WHAT YOU HAVE TO DO:
Please pick out every line in the rows below that contains the string "distant". Case counts, so uppercase and lowercase letters do not match each other.

PROVIDED DATA:
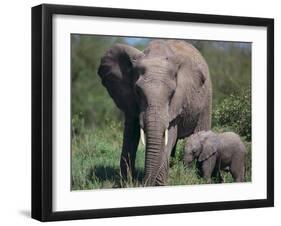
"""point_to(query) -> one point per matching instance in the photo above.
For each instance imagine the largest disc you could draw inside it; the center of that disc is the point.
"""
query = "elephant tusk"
(142, 137)
(166, 137)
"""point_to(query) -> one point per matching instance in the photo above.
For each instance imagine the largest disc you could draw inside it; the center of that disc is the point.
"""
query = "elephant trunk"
(156, 139)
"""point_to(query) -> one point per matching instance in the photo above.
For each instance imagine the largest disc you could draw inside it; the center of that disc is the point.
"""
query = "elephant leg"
(162, 175)
(130, 144)
(217, 173)
(204, 121)
(173, 153)
(208, 167)
(237, 168)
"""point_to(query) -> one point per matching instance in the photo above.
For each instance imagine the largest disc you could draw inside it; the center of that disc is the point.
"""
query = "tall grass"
(96, 156)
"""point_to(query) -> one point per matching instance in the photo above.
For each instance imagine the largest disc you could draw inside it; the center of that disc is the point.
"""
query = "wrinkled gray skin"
(215, 152)
(167, 86)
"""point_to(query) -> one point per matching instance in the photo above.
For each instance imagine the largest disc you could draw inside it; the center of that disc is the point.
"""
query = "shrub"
(234, 112)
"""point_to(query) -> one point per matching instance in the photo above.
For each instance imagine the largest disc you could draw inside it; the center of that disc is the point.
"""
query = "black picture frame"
(42, 107)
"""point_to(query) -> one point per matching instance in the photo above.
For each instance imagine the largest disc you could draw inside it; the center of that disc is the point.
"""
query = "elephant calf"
(215, 152)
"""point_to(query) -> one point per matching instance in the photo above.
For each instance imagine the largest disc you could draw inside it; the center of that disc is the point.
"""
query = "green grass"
(96, 156)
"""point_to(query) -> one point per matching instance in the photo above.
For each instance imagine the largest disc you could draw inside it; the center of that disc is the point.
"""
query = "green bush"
(234, 112)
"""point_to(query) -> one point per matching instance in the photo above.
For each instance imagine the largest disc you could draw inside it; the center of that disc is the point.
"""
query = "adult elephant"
(165, 91)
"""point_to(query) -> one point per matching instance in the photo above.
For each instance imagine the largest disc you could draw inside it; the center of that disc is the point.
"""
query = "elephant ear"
(116, 72)
(209, 149)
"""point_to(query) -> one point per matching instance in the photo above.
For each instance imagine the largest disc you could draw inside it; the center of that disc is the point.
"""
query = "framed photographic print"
(146, 112)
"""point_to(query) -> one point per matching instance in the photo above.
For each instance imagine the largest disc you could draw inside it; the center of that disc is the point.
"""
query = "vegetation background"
(97, 124)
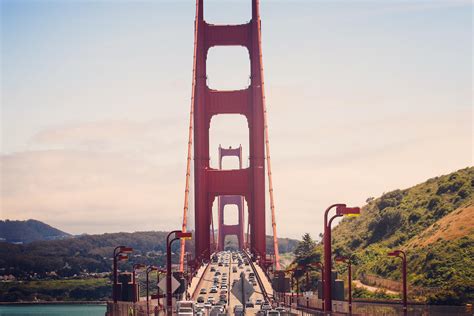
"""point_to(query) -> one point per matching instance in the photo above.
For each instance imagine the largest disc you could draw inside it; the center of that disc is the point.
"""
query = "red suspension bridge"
(249, 275)
(229, 186)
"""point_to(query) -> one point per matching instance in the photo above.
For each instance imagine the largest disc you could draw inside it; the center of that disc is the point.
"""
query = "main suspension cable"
(267, 151)
(190, 146)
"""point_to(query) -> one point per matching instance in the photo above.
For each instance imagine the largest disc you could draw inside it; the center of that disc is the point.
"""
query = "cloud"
(129, 175)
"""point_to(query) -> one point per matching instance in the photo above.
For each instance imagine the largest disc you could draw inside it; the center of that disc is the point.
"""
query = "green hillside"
(444, 267)
(432, 222)
(28, 231)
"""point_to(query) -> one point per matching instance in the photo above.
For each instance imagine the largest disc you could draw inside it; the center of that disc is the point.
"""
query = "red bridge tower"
(248, 182)
(238, 200)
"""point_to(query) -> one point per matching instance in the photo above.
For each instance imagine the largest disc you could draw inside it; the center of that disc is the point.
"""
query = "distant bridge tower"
(223, 200)
(247, 182)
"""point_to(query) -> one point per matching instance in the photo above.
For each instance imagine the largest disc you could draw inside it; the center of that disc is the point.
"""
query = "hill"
(28, 231)
(89, 254)
(432, 222)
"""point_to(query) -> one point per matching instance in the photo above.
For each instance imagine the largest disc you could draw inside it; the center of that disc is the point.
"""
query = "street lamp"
(148, 270)
(136, 267)
(292, 272)
(178, 234)
(341, 210)
(403, 256)
(320, 266)
(349, 277)
(120, 254)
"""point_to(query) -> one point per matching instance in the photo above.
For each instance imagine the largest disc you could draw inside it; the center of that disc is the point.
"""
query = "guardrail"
(198, 285)
(257, 276)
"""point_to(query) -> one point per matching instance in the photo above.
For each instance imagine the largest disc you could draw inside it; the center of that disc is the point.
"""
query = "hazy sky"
(363, 97)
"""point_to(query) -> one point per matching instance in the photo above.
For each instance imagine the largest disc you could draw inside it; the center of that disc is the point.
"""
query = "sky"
(363, 97)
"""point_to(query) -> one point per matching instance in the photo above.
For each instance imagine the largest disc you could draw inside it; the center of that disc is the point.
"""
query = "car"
(265, 306)
(222, 302)
(239, 310)
(216, 310)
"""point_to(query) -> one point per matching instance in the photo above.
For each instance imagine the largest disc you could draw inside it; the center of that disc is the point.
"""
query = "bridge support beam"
(250, 182)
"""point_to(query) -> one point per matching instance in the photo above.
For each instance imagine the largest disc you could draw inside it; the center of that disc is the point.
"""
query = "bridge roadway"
(227, 266)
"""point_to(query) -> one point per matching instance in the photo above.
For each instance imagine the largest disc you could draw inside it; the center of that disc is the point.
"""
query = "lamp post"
(136, 267)
(148, 270)
(349, 277)
(341, 210)
(120, 254)
(292, 273)
(320, 266)
(178, 234)
(402, 255)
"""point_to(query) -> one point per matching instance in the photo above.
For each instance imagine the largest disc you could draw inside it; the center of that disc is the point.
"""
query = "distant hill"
(433, 222)
(29, 231)
(90, 253)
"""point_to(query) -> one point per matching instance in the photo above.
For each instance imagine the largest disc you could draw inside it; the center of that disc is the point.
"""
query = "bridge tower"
(223, 200)
(248, 182)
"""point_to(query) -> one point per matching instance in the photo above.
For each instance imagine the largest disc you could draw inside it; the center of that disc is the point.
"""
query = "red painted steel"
(223, 200)
(208, 182)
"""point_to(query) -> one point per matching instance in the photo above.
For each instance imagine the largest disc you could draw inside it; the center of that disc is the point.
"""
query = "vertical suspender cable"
(267, 150)
(190, 145)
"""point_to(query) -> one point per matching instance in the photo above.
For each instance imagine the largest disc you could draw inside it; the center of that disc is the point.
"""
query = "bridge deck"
(227, 266)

EXPECTED OUTPUT:
query = "distant bridge tower"
query = "distant hill"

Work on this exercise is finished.